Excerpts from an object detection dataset
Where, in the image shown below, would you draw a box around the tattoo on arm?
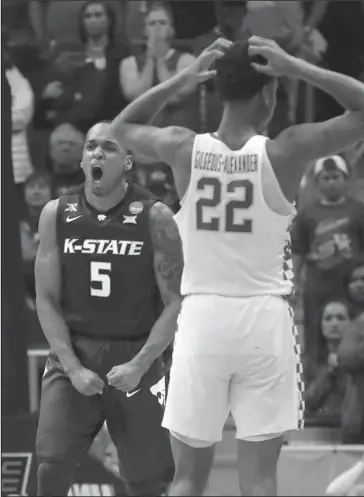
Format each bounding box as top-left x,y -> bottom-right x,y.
150,202 -> 183,305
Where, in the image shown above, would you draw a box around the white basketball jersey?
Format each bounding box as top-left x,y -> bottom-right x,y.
175,134 -> 295,297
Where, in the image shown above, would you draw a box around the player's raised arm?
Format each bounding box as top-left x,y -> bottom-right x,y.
112,39 -> 231,167
35,200 -> 80,373
35,200 -> 104,395
132,202 -> 183,371
249,36 -> 364,199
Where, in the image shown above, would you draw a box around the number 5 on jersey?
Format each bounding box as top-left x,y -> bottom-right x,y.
90,261 -> 111,298
196,178 -> 253,233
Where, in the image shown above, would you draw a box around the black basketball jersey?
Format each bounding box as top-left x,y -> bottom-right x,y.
57,183 -> 161,338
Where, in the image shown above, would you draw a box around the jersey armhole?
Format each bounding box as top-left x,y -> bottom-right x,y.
261,137 -> 296,217
176,135 -> 200,211
56,197 -> 64,254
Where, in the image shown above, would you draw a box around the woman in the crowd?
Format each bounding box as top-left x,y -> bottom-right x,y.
20,172 -> 51,310
120,1 -> 199,131
38,0 -> 128,131
305,299 -> 351,427
348,259 -> 364,316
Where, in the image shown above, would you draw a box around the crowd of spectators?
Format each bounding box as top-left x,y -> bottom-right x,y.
2,0 -> 364,443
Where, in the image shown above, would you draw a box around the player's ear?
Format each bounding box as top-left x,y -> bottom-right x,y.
125,154 -> 133,171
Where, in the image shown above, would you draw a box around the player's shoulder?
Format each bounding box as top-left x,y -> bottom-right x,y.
38,198 -> 59,242
39,198 -> 60,223
129,182 -> 158,201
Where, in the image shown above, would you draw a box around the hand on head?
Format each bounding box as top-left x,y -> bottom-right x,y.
248,36 -> 292,77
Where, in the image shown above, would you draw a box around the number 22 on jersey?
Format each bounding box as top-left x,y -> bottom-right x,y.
196,177 -> 253,233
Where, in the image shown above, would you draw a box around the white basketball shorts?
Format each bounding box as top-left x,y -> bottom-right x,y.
163,295 -> 304,443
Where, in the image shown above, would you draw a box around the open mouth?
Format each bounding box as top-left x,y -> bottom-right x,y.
91,165 -> 104,181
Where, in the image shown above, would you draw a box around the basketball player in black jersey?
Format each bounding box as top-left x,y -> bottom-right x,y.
35,123 -> 183,496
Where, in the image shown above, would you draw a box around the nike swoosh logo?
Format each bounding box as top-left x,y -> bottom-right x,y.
126,388 -> 141,398
66,216 -> 82,223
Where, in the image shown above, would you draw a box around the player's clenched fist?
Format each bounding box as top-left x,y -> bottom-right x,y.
106,362 -> 144,392
69,368 -> 105,395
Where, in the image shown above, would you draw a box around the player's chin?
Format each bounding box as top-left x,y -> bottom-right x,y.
91,180 -> 107,197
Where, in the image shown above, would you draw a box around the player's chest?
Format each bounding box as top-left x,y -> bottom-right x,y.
59,214 -> 150,260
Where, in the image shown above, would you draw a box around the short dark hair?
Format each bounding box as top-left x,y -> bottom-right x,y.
78,0 -> 116,45
215,40 -> 274,102
145,0 -> 174,24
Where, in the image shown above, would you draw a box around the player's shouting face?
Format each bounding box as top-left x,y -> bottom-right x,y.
81,123 -> 131,197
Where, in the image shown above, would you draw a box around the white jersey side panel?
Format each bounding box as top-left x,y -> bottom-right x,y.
175,134 -> 295,297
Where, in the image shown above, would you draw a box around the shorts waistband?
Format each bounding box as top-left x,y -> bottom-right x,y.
70,328 -> 150,342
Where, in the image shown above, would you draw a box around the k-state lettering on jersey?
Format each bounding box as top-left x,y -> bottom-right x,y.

(Problem to solve)
Rescale everything from the line containing "black basketball jersey?" down to the line containing "2,0 -> 364,443", both ends included, reproducing every line of that stretch of the material with the requests unchanged. In the answers, multiply each bounding-box coordinate by 0.45 and round it to a whole number, with halves rounding up.

(Solution)
Where, in the image shown above, would you draw a box around the black basketball jersey?
Format each bounding box as top-left x,y -> bottom-right x,y.
26,82 -> 72,152
Where, in the image shown above, would you draw a box around the jersey armhole?
Format each bounding box as top-left x,y -> bottom-right x,y.
117,62 -> 133,98
79,61 -> 90,95
25,89 -> 29,114
Where, in the image shown above, would you draw a box around the woman in the crowd?
Format each bounding box as top-left x,y -> bottom-right x,y.
9,77 -> 23,140
54,0 -> 90,59
17,0 -> 58,59
137,135 -> 158,192
157,117 -> 164,142
Where, in the image shown above, would you draw a box around the crowd of spectators?
Format each bounding box as top-left x,y -> bottom-right x,y.
1,0 -> 164,199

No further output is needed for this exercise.